[Opening PROVIDED DATA section]

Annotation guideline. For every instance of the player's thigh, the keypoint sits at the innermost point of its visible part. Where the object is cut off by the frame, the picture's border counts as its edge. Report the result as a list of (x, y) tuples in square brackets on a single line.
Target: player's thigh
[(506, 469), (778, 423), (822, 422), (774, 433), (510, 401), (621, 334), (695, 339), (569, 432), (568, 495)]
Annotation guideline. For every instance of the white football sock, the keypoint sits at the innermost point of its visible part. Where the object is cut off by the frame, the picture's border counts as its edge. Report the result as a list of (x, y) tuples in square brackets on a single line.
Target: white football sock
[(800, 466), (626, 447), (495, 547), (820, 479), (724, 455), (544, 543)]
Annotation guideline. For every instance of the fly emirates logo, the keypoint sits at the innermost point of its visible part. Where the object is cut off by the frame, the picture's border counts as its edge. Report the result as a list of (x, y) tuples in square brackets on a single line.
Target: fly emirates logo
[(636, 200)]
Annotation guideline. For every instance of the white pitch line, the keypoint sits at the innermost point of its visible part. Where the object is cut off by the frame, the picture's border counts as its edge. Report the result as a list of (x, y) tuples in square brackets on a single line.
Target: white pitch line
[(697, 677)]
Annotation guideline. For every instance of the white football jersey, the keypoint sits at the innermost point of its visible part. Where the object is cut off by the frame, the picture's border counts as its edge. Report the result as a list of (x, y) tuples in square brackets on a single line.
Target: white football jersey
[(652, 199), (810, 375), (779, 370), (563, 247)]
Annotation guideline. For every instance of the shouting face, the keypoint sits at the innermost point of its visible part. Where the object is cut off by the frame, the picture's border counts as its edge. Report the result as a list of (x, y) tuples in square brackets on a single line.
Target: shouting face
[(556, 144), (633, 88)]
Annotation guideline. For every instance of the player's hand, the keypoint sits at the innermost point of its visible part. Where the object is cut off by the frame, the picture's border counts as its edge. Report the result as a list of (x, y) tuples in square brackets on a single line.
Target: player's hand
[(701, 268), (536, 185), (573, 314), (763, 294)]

[Closing PROVIDED DATA section]

TASK REQUIREMENTS:
Word for word, restate the lines above.

YOUR SOLUTION:
Annotation guideline. For every instance of the player's thigh, the keypoint sits at the innermost point of its visible part. Where the object is cut off by the frame, the picture's border counts as its edge. Report the result as a list of (x, y) tuples in square brackets on a single line.
Target: player's thigh
[(506, 469), (778, 423), (822, 422), (774, 433), (510, 401), (621, 334), (695, 339), (569, 432), (568, 495)]
Annotation guideline. For every instance of the white football sock, the keypoint sits at the innermost point of its visible part. Where the object is cut off by the frame, the picture's border counts as its edge. Report the result as a list of (x, y) tuples in square brackets on a single line.
Target: white football sock
[(800, 466), (626, 447), (495, 547), (820, 479), (724, 455), (544, 543)]
Annotation guideline. For every instance of the fly emirates logo, the keypoint sits at the innermost point of its visible part. Where the object is cut off by the frame, the picture's border counts as its edge. Report the result as a list of (x, y) tuples in square brackets on a single line.
Target: fly emirates logo
[(636, 200)]
Annotation guideline. For every instance of the white pitch line, the keypoint sits at the innermost point of its visible part. Where the object is cut off by the frame, the picture's border counts as its edge. Report the result as a list of (x, y) tuples in square brackets on a single line.
Target: white pitch line
[(697, 677)]
Annotation guideline. For every instance of the white football jersey, the keypoint sits at the innermost point of its visible part. Where the object is cut off by the frame, the picture's border counts as its edge. Report the result as a list of (x, y) tuples in square brackets on a single line.
Target: white football jersey
[(652, 199), (810, 375), (779, 370), (563, 247)]
Annotation guideline. For every instance of the shouting face, the keypoint sits at the innermost point of its visible part. Where the object is cut off by the frame, the picture's border counts as its edge. Report the result as a list of (x, y) tuples in square brackets on a single line.
Target: shouting face
[(556, 144), (633, 88)]
Annotation guideline. For every instance of the player's hand, the keypoint sits at the innermost point of its visible part. Where the object is cut off by the frame, the picture's border counts as its edge. Report the result as a list of (x, y) tuples in square brackets on a single line.
Target: player's hand
[(701, 268), (536, 185), (573, 314), (763, 294)]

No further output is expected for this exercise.